Assigned task: Once you find the line containing "Target: blue ceramic dish", please retype it and every line after it to the end of the entries, exactly and with nothing added.

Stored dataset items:
/---
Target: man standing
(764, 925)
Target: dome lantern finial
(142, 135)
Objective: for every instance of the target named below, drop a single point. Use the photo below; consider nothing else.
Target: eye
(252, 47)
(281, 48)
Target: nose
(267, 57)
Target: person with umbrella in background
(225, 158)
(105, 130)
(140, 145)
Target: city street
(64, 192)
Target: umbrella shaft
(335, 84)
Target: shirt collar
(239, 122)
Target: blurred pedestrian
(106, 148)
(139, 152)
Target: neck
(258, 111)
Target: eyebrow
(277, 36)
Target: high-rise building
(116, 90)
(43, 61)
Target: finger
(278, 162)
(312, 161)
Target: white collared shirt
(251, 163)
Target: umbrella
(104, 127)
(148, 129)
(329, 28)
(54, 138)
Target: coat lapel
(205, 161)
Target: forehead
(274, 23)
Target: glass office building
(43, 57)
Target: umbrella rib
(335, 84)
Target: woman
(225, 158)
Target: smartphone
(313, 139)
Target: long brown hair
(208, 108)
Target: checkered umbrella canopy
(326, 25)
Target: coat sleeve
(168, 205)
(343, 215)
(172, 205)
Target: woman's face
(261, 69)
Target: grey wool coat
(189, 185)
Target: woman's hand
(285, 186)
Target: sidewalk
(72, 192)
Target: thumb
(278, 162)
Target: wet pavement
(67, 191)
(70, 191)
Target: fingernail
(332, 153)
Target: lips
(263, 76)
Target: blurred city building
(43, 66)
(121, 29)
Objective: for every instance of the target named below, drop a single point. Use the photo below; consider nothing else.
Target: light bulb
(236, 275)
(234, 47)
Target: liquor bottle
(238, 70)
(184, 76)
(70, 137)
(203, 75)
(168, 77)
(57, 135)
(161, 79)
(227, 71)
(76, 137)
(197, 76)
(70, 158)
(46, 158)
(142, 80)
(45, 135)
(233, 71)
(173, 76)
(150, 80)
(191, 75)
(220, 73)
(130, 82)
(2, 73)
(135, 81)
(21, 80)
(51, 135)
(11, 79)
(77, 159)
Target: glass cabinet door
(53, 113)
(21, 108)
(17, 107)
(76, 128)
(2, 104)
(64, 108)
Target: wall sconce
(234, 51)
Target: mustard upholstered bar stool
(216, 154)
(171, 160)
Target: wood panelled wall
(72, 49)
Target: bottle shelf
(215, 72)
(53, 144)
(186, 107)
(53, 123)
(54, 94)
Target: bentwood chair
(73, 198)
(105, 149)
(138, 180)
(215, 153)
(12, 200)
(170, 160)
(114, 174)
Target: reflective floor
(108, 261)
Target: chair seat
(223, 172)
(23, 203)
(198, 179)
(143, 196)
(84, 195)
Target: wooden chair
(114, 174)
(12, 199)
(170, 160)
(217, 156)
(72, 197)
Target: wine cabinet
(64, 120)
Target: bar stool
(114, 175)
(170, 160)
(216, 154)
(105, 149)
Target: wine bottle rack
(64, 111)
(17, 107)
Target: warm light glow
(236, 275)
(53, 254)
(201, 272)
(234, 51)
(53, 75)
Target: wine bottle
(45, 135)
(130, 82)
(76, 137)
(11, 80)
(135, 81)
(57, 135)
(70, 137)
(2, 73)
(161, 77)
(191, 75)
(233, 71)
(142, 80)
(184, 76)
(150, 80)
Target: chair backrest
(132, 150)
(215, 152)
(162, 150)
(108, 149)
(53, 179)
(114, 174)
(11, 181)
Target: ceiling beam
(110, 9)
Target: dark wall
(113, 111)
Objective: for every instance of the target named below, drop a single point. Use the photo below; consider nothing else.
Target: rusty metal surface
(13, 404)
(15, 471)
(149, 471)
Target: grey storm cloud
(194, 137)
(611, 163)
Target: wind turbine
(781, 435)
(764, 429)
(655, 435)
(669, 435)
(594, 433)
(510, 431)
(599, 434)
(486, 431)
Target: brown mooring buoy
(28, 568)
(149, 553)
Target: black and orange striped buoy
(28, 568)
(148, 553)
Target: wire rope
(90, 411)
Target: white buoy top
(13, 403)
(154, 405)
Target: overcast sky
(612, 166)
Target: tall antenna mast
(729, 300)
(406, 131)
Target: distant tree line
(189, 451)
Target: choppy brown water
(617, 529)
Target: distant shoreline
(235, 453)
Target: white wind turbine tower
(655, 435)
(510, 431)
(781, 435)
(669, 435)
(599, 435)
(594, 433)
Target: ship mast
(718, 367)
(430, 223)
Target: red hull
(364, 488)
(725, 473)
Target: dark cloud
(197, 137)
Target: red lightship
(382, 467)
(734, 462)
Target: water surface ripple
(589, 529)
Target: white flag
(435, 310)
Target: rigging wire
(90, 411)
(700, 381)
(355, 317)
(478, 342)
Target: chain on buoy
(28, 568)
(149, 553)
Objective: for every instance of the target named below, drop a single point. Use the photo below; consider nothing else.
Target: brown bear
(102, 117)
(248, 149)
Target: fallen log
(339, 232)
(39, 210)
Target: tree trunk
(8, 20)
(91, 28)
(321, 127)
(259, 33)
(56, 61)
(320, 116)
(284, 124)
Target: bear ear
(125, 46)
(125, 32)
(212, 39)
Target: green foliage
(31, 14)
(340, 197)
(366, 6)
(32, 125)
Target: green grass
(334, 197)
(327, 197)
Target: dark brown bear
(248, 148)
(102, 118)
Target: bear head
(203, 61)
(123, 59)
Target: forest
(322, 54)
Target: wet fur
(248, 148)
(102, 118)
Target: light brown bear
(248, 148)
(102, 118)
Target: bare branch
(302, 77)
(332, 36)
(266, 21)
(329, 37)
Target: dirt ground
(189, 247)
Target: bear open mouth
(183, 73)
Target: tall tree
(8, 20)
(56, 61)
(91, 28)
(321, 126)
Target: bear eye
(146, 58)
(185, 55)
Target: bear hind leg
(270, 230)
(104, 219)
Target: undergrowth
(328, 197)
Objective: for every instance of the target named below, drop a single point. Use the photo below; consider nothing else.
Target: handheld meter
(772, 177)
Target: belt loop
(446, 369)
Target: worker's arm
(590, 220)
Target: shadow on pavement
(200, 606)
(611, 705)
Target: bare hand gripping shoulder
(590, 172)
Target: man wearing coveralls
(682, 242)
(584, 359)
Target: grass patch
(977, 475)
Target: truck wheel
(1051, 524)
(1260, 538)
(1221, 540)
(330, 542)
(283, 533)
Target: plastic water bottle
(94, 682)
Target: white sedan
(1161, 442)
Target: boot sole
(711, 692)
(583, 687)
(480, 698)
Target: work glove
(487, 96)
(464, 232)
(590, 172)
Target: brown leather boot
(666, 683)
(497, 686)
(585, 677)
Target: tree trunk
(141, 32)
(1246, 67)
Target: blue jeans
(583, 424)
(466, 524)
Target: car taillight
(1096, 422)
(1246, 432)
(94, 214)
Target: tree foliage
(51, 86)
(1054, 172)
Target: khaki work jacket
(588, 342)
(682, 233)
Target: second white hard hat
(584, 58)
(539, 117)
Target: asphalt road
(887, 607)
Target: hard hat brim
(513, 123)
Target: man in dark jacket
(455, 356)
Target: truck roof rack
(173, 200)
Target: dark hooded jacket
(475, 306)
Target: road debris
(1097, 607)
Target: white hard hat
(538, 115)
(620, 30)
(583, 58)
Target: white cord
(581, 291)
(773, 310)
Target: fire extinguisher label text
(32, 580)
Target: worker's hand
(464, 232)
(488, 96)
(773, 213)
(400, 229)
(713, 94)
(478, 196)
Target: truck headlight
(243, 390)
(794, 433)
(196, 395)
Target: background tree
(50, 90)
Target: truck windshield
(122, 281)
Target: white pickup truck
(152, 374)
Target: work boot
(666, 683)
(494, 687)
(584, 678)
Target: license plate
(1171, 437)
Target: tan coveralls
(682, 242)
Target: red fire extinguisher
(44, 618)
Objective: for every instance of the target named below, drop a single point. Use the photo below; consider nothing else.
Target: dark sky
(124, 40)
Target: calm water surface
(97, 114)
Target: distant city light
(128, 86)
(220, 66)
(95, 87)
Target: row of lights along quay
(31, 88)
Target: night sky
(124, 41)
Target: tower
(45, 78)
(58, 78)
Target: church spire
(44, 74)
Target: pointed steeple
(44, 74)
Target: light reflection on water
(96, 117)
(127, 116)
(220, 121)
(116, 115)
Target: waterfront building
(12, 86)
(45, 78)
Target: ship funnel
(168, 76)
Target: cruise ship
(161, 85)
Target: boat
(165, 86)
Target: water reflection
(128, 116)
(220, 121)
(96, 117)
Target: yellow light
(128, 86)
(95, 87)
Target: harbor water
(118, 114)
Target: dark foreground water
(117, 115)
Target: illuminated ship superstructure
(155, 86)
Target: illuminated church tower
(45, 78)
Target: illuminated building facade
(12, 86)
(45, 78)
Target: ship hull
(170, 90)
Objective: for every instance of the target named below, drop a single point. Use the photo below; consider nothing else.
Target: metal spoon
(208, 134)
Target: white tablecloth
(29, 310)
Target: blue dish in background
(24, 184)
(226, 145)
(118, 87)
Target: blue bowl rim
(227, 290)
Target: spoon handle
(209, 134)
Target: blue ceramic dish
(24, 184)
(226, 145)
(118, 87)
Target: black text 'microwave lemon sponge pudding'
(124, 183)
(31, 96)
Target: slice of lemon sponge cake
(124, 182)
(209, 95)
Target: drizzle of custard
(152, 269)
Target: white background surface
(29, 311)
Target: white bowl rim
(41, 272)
\---
Response area:
Target: blue ceramic dish
(24, 184)
(226, 145)
(118, 87)
Target: black text 'microwave lemon sponge pudding'
(124, 183)
(31, 96)
Target: slice of lemon sponge cake
(124, 182)
(209, 95)
Target: drizzle of custard
(152, 269)
Target: white background surface
(29, 311)
Target: white bowl rim
(41, 272)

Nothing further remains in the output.